EXTRAIT DU TEXTE
▬▬▬▬▬▬
COUR D’APPEL
DE
VERSAILLES
Code nac : 80A
15e chambre
ARRÊT N°
CONTRADICTOIRE
DU 20 OCTOBRE 2022
N° RG 20/01852
N° Portalis DBV3-V-B7E-UA3M
AFFAIRE :
[P] [H]
C/
S.A. BNP PARIBAS
Décision déférée à la cour : Jugement rendu le 23 Janvier 2020 par le Conseil de Prud’hommes – Formation paritaire de Versailles
N° Section : Commerce
N° RG : F 19/00245
Copies exécutoires et certifiées conformes délivrées à :
Me Chantal DE CARFORT de la SCP BUQUET-ROUSSEL-DE CARFORT
Me Cécilia ARANDEL de la SCP FROMONT BRIENS
le :
RÉPUBLIQUE FRANÇAISE
AU NOM DU PEUPLE FRANÇAIS
LE VINGT OCTOBRE DEUX MILLE VINGT DEUX,
La cour d’appel de Versailles a rendu l’arrêt suivant, initialement fixé au 19 octobre 2022, puis différé au dans l’affaire entre :
Madame [P] [H]
née le 02 Mai 1990 à [Localité 6] (Cameroun)
de nationalité Camerounaise
[Adresse 1]
[Localité 4]
Représentant : Me Chantal DE CARFORT de la SCP BUQUET-ROUSSEL-DE CARFORT, Constitué, avocat au barreau de VERSAILLES, vestiaire : 462 – Représentant : Me Prosper ABEGA, Plaidant, avocat au barreau de MARSEILLE
(bénéficie d’une aide juridictionnelle Partielle, 25%, numéro 2020/003343 du 06/08/2020 accordée par le bureau d’aide juridictionnelle de Versailles)
APPELANTE
****************
S.A. BNP PARIBAS
N° SIRET : 662 042 449
[Adresse 2]
[Localité 3]
Représentant : Me Cécilia ARANDEL de la SCP FROMONT BRIENS, Plaidant/Constitué, avocat au barreau de PARIS, vestiaire : P0107 substitué par Me Khadija BENYAHYA, avocat au barreau de PARIS
INTIMÉE
****************
Composition de la cour :
En application des dispositions de l’article 805 du code de procédure civile, l’affaire a été débattue à l’audience publique du 22 juin 2022 les avocats des parties ne s’y étant pas opposés, devant Monsieur Jean-Yves PINOY, Conseiller chargé du rapport.
Ce magistrat a rendu compte des plaidoiries dans le délibéré de la cour, composée de :
Madame Régine CAPRA, Présidente,
Monsieur Jean-Yves PINOY, Conseiller,
Madame Perrine ROBERT, Vice-président placé,
Greffier lors des débats : Madame Carine DJELLAL,
EXPOSE DU LITIGE :
Suivant contrat de travail à durée déterminée conclu pour la période comprise entre le 28 février et le 29 avril 2017, Madame [P] [H] a été engagée en qualité de conseiller clientèle par la société anonyme BNP Paribas, pour le motif suivant : ‘accroissement temporaire d’activité dû à lié (sic) au dispositif commercial Préférence Client’.
▬▬▬▬▬▬
ACTIONS À MENER
**A.** D'après l'arrêt de la cour d'appel de Versailles, à quelle date l'affaire a-t-elle été débattue en audience publique ?
**B.** Prolongez l'arrêt de la cour d'appel de Versailles à partir de sa dernière phrase.
Les items qui suivent n'interviennent en rien ici.

Entrées d'annotation de régions:
▬▬▬▬▬▬
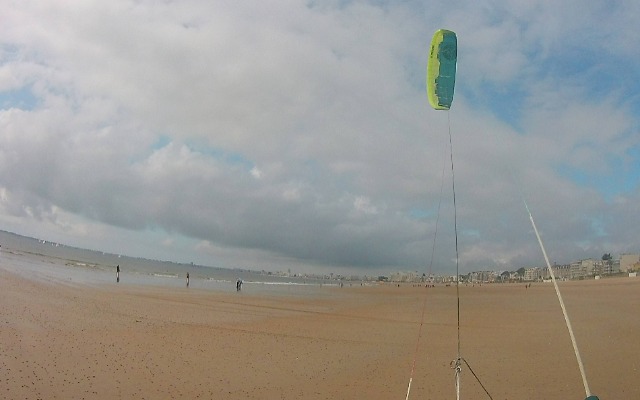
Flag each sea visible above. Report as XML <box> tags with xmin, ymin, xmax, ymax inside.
<box><xmin>0</xmin><ymin>231</ymin><xmax>339</xmax><ymax>293</ymax></box>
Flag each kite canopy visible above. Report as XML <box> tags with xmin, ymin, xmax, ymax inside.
<box><xmin>427</xmin><ymin>29</ymin><xmax>458</xmax><ymax>110</ymax></box>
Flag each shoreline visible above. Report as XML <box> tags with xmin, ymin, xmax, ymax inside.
<box><xmin>0</xmin><ymin>250</ymin><xmax>640</xmax><ymax>399</ymax></box>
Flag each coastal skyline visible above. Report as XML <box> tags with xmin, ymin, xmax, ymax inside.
<box><xmin>0</xmin><ymin>1</ymin><xmax>640</xmax><ymax>275</ymax></box>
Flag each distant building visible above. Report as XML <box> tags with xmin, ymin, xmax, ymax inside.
<box><xmin>620</xmin><ymin>254</ymin><xmax>640</xmax><ymax>272</ymax></box>
<box><xmin>524</xmin><ymin>267</ymin><xmax>543</xmax><ymax>281</ymax></box>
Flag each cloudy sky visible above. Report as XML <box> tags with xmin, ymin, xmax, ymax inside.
<box><xmin>0</xmin><ymin>0</ymin><xmax>640</xmax><ymax>274</ymax></box>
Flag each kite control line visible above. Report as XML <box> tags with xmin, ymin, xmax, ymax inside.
<box><xmin>523</xmin><ymin>199</ymin><xmax>598</xmax><ymax>400</ymax></box>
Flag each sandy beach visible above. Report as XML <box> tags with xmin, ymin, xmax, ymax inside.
<box><xmin>0</xmin><ymin>260</ymin><xmax>640</xmax><ymax>400</ymax></box>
▬▬▬▬▬▬
RÉPONSES AUX CONSIGNES
**A.** Le 22 juin 2022.

**B.**
Le 28 avril 2017, les parties ont convenu de la prolongation dudit contrat jusqu’au 15 décembre 2017.
La relation de travail entre les parties est régie par la convention collective nationale de la banque.
La salariée a été successivement affectée aux agences de [Localité 5], jusqu’au 9 mars 2017, puis de [Localité 8], du 10 mars au 15 décembre 2017, date à laquelle son contrat de travail est arrivé à son terme.
Par requête reçue au greffe le 11 janvier 2018, elle a saisi le conseil de prud’hommes de Versailles afin notamment de voir prononcer la requalification de son contrat de travail en contrat de travail à durée indéterminée et d’obtenir le paiement de diverses sommes.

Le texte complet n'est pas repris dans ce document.